| What to produce |
Please copy, character for character, each line from the beginning of the listing to the line containing "In the photo above, where can the tan", including both.

| Data provided |
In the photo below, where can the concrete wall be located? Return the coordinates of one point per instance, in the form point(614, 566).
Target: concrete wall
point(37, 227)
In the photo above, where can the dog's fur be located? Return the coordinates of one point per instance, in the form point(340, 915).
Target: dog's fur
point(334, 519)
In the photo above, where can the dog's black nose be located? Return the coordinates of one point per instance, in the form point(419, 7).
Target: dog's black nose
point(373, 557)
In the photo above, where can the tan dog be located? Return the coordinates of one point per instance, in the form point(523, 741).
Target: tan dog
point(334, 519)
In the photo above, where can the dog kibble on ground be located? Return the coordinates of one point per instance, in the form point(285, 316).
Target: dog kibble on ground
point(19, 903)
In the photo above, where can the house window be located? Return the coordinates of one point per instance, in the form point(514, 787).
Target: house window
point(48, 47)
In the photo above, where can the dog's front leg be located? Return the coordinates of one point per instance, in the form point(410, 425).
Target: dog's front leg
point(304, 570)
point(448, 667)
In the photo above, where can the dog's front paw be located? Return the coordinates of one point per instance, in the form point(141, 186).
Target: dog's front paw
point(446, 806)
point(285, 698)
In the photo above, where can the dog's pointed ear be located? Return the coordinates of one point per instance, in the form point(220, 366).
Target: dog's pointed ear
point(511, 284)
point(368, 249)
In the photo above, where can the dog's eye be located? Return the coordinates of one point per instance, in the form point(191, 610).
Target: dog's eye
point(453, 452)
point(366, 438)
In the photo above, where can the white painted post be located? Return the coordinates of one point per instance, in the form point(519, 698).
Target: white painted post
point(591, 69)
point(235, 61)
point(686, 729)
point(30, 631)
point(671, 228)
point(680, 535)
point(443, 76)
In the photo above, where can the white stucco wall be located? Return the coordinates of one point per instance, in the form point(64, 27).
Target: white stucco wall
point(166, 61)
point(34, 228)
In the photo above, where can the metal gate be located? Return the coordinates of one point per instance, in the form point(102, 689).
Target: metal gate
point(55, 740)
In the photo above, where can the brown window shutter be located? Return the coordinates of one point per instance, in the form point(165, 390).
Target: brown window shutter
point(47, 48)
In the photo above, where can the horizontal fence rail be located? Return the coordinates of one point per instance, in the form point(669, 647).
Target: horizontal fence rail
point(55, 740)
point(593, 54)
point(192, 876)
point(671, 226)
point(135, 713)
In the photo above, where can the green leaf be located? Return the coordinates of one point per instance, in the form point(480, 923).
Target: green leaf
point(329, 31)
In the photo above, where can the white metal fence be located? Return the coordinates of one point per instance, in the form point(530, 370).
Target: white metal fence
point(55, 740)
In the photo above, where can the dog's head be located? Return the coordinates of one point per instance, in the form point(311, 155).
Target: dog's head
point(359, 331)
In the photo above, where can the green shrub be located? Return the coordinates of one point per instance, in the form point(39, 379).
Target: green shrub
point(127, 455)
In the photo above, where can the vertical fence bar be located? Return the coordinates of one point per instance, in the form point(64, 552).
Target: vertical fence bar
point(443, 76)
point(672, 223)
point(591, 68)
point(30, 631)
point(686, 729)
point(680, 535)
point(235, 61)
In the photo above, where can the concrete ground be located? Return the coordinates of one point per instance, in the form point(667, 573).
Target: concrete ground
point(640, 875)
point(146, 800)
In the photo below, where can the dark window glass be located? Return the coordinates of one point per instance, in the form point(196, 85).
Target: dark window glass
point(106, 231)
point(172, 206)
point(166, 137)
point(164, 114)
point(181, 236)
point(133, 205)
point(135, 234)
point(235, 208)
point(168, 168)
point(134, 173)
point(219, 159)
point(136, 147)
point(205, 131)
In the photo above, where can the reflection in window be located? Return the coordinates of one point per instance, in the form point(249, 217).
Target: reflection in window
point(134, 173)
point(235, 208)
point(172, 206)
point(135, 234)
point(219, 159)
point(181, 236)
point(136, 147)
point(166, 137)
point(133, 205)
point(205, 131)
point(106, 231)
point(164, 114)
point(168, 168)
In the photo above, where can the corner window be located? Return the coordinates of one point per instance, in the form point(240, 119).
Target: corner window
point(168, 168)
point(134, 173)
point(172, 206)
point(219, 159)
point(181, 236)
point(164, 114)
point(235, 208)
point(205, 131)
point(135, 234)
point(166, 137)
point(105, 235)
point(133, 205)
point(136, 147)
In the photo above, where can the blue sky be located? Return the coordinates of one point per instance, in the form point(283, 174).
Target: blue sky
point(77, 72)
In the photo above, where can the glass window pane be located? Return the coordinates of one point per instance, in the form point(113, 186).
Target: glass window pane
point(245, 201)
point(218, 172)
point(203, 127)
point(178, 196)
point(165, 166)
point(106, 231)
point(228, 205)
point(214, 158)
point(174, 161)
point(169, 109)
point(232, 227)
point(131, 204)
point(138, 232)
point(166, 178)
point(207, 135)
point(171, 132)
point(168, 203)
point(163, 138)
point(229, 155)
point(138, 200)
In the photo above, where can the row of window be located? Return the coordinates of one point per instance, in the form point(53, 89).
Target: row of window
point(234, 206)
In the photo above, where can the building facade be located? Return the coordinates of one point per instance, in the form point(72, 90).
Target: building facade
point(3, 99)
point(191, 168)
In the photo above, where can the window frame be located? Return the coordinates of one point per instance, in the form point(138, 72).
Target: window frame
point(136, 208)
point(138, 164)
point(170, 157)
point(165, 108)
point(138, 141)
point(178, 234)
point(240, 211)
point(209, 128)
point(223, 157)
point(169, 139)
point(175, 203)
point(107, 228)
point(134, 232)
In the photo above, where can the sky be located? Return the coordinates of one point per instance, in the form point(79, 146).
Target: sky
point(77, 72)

| Response box |
In the photo below, where can the concrete wall be located? Return the coordinates of one point per instance, in the form point(614, 566).
Target: concrete wall
point(37, 227)
In the photo above, where can the dog's fur be located? Return the coordinates of one point per instance, in the form point(340, 915).
Target: dog's fur
point(334, 519)
In the photo above, where can the dog's black nose be located? Return the coordinates of one point per instance, in the form point(419, 7).
Target: dog's black nose
point(373, 557)
In the photo above, where can the tan dog be located? Return the coordinates of one point per instance, in the form point(523, 741).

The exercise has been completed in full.